Data lines

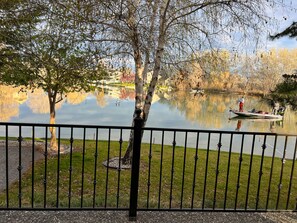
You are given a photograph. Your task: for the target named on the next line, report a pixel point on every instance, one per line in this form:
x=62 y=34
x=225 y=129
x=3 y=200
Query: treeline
x=223 y=70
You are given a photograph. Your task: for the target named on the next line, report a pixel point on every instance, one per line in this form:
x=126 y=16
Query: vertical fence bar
x=195 y=171
x=107 y=169
x=261 y=172
x=149 y=170
x=292 y=174
x=58 y=167
x=271 y=171
x=184 y=169
x=161 y=171
x=250 y=172
x=6 y=168
x=281 y=173
x=119 y=168
x=135 y=166
x=217 y=171
x=228 y=171
x=206 y=171
x=70 y=167
x=83 y=169
x=239 y=172
x=45 y=168
x=20 y=166
x=33 y=167
x=95 y=168
x=172 y=168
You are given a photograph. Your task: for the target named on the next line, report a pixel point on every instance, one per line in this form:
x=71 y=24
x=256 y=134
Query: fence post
x=135 y=166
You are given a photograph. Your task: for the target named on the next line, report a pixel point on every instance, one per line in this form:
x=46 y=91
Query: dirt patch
x=16 y=159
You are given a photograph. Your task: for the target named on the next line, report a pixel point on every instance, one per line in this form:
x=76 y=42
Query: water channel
x=114 y=107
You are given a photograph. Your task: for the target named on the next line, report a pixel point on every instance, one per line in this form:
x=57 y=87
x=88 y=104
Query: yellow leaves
x=9 y=106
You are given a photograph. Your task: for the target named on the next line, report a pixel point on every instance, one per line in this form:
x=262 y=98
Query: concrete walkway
x=153 y=217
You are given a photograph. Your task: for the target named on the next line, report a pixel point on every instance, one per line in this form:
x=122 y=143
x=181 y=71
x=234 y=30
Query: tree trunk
x=150 y=92
x=52 y=103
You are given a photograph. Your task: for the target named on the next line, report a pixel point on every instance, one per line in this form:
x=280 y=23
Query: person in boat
x=241 y=102
x=275 y=108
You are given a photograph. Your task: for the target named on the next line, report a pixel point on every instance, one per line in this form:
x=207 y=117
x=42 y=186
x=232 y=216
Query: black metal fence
x=172 y=169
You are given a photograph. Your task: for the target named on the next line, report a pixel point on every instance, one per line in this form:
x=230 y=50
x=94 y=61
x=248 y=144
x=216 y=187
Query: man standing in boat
x=241 y=102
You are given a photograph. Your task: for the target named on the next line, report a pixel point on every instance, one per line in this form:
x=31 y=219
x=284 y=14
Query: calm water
x=115 y=107
x=175 y=110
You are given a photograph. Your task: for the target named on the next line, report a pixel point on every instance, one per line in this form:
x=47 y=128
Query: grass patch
x=198 y=182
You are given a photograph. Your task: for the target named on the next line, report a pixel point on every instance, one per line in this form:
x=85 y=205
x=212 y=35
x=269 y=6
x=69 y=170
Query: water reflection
x=114 y=106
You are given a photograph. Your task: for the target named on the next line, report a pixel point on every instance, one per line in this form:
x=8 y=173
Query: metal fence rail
x=172 y=169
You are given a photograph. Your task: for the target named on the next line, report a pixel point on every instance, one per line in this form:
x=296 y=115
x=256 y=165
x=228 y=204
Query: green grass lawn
x=194 y=183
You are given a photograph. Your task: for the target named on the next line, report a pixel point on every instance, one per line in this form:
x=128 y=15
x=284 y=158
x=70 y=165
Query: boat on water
x=255 y=114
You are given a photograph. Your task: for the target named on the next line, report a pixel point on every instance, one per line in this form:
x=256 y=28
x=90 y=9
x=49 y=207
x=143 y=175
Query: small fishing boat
x=255 y=114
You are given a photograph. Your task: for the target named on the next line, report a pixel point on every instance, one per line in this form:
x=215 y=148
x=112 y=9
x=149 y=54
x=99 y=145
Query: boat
x=255 y=114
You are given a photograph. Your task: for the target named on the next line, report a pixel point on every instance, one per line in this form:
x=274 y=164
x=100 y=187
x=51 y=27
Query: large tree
x=54 y=56
x=286 y=91
x=163 y=32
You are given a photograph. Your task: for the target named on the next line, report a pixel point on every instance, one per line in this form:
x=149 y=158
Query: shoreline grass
x=191 y=184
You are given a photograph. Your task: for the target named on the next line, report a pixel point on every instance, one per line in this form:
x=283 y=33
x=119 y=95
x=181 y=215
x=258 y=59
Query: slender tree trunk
x=153 y=83
x=52 y=103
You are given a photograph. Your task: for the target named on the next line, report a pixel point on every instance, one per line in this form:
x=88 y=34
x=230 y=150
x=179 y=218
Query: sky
x=285 y=16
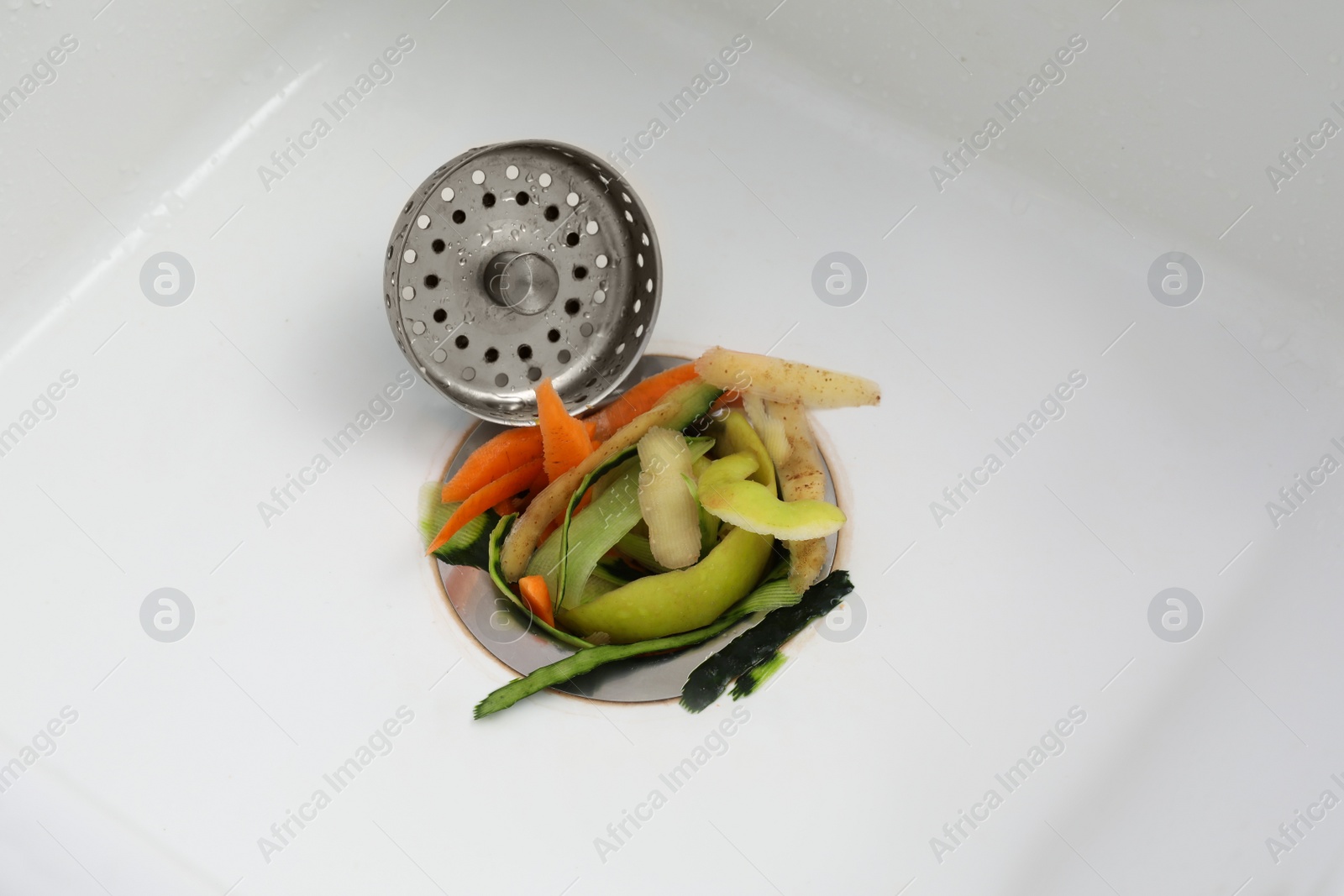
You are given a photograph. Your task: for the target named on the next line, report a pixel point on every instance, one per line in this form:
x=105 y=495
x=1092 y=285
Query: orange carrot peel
x=538 y=597
x=484 y=499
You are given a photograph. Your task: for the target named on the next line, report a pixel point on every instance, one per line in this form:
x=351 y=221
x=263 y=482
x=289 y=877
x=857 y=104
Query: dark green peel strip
x=761 y=642
x=586 y=661
x=757 y=676
x=768 y=597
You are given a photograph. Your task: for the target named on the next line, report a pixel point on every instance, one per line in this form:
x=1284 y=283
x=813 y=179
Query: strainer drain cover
x=521 y=261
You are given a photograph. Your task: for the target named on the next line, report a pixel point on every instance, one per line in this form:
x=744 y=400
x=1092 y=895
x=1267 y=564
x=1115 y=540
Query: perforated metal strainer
x=519 y=261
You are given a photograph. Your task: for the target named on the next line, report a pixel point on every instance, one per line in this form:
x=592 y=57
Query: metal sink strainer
x=510 y=264
x=519 y=261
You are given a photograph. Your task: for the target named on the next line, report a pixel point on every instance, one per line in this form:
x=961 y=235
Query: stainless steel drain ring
x=521 y=261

Aim of the exercise
Convert every item above into a JSON list of strings, one string per line, omitting blank lines and leaving out the pictures.

Answer to the task
[
  "You are given a photograph. Your task: for the target named on the next line, report a pixel point on every instance, one per line in this form:",
  "x=62 y=34",
  "x=225 y=129",
  "x=3 y=200",
  "Query: treeline",
  "x=223 y=70",
  "You are given a photograph. Your task: for the target named on the next line, report a pixel point on every instance, one per line in this form:",
  "x=126 y=16",
  "Query: vertical fence bar",
  "x=195 y=171",
  "x=107 y=169",
  "x=261 y=172",
  "x=149 y=170",
  "x=292 y=174",
  "x=58 y=167",
  "x=271 y=171",
  "x=184 y=169",
  "x=161 y=171",
  "x=250 y=172",
  "x=6 y=168",
  "x=281 y=173",
  "x=119 y=168",
  "x=135 y=166",
  "x=217 y=171",
  "x=228 y=171",
  "x=206 y=171",
  "x=70 y=167",
  "x=83 y=169",
  "x=239 y=172",
  "x=45 y=168",
  "x=20 y=166",
  "x=33 y=167",
  "x=95 y=168",
  "x=172 y=168",
  "You are given a photograph. Your task: for the target named on the next line, report a pixel point on every instance, one per line in this form:",
  "x=71 y=24",
  "x=256 y=134",
  "Query: fence post",
  "x=135 y=166",
  "You are given a photograph. Your task: for the target named on the next line, report a pixel point on every instance, one per line in this form:",
  "x=46 y=91",
  "Query: dirt patch",
  "x=16 y=159",
  "You are given a photograph. Your task: for the target named on the next line, report a pixel point on every instance, one per line in this form:",
  "x=76 y=42",
  "Query: water channel",
  "x=114 y=107",
  "You are given a photograph. Your task: for the target named on the next line, report a pixel point on every instance, one per line in this form:",
  "x=57 y=87",
  "x=88 y=104",
  "Query: yellow leaves",
  "x=9 y=106",
  "You are given a photograph. Your task: for the target named on the next line, report a pixel point on every instance, one per line in this form:",
  "x=262 y=98",
  "Query: concrete walkway",
  "x=153 y=217",
  "You are given a photograph. Your task: for the target named on the next line, report a pixel point on every instance, one per line in this form:",
  "x=122 y=143",
  "x=181 y=71",
  "x=234 y=30",
  "Query: tree trunk",
  "x=150 y=92",
  "x=52 y=103",
  "You are given a photograph. Your task: for the target named on the next line, report a pixel point on every instance, one per line in this form:",
  "x=280 y=23",
  "Query: person in boat",
  "x=241 y=102",
  "x=275 y=108",
  "You are given a photograph. Your task: for the target named on the next line, report a pixel point on every instance, one per line in this form:",
  "x=207 y=117",
  "x=42 y=186",
  "x=232 y=216",
  "Query: black metal fence",
  "x=172 y=169",
  "You are given a photograph. Your task: for the target named on the next line, report a pixel point on every instance, one per line in this form:",
  "x=230 y=50",
  "x=94 y=61",
  "x=248 y=144",
  "x=216 y=187",
  "Query: man standing in boat",
  "x=241 y=102",
  "You are given a photograph. Your task: for the target named on the next line, report a pixel point on every instance, one per line in this form:",
  "x=31 y=219",
  "x=284 y=14",
  "Query: calm water",
  "x=115 y=107",
  "x=175 y=110",
  "You are given a photograph. Your task: for the target named on the next line, report a pixel point on every instance, one per line in this form:",
  "x=47 y=128",
  "Query: grass patch",
  "x=198 y=182",
  "You are given a photograph. Your task: for the target named on the next line, report a pixel point on every instance, one per line in this form:",
  "x=85 y=205",
  "x=212 y=35",
  "x=269 y=6",
  "x=69 y=170",
  "Query: water reflection",
  "x=114 y=106",
  "You are given a photograph. Your task: for the target named on the next line, report a pixel point on every instance, one per line in this form:",
  "x=8 y=173",
  "Query: metal fence rail",
  "x=172 y=169",
  "You are given a photograph. Your task: for the target named on the next line, report a pixel point on every instance, one per line in this form:",
  "x=296 y=115",
  "x=256 y=165",
  "x=228 y=204",
  "Query: green grass lawn",
  "x=194 y=183",
  "You are given a photograph. Your task: for the target named on the next line, report a pixel point on every instance, one per line in this form:",
  "x=128 y=15",
  "x=284 y=158",
  "x=70 y=165",
  "Query: boat on water",
  "x=255 y=114",
  "You are given a photograph. Your task: for the target named on the next line, report a pixel point on every instance, one per line in this form:",
  "x=256 y=28",
  "x=90 y=9",
  "x=49 y=207",
  "x=143 y=175",
  "Query: small fishing boat",
  "x=255 y=114",
  "You are given a photograph. Your task: for the target named on the next line, report a pixel point on every instance, one per line in this form:",
  "x=215 y=148",
  "x=112 y=9",
  "x=149 y=54",
  "x=99 y=145",
  "Query: boat",
  "x=255 y=114",
  "You are given a photograph. Your task: for the target named on the next line, report a pixel point on every instance, one per line in this form:",
  "x=274 y=164",
  "x=100 y=187",
  "x=51 y=27",
  "Query: large tree",
  "x=54 y=56",
  "x=286 y=91",
  "x=163 y=32",
  "You are given a photograph. Your task: for the target named on the next line, report a pixel point on every instance, one per line in this form:",
  "x=149 y=158",
  "Query: shoreline grass",
  "x=191 y=184",
  "You are given a photograph. Your task: for the target named on the next line, report a pixel point on every instance, one per line in this form:",
  "x=283 y=33",
  "x=119 y=95",
  "x=181 y=215",
  "x=258 y=59",
  "Query: slender tree trunk",
  "x=153 y=83",
  "x=52 y=103",
  "You are given a photograph. Your task: for the target named on the next line, report a pixel point on every instance, one per line in this form:",
  "x=88 y=34",
  "x=230 y=150",
  "x=179 y=218",
  "Query: sky",
  "x=285 y=16",
  "You are given a photograph. Your task: for the target named on the next line, report a pixel point on every instance, one per line in this form:",
  "x=105 y=495",
  "x=1092 y=285",
  "Query: orange carrot peel",
  "x=538 y=597",
  "x=484 y=499",
  "You are given a photograph. Your task: for the target named on the next line, report a pixel point on every instance, one per line in this form:",
  "x=351 y=221",
  "x=263 y=482",
  "x=289 y=877",
  "x=857 y=104",
  "Query: dark green peel strip",
  "x=761 y=642",
  "x=586 y=661",
  "x=757 y=676",
  "x=768 y=597",
  "You are given a photograph. Your task: for the target named on the next line, report a pixel point on every instance, one per line in this form:",
  "x=1284 y=283",
  "x=813 y=179",
  "Query: strainer drain cover",
  "x=521 y=261",
  "You are given a photograph. Your task: for the target named on the next line, report a pixel point on every instance, one per line in this form:",
  "x=744 y=400",
  "x=1092 y=895",
  "x=1267 y=564",
  "x=1115 y=540",
  "Query: perforated metal strainer",
  "x=519 y=261",
  "You are given a photograph. Your task: for the target named on the next line, report a pixel point on every instance, one per line in this form:",
  "x=592 y=57",
  "Query: metal sink strainer",
  "x=510 y=264",
  "x=519 y=261",
  "You are given a photograph. Your task: for the target named on the next line, report a pixel point on every instance, one per line in this form:",
  "x=961 y=235",
  "Query: stainless steel drain ring",
  "x=521 y=261"
]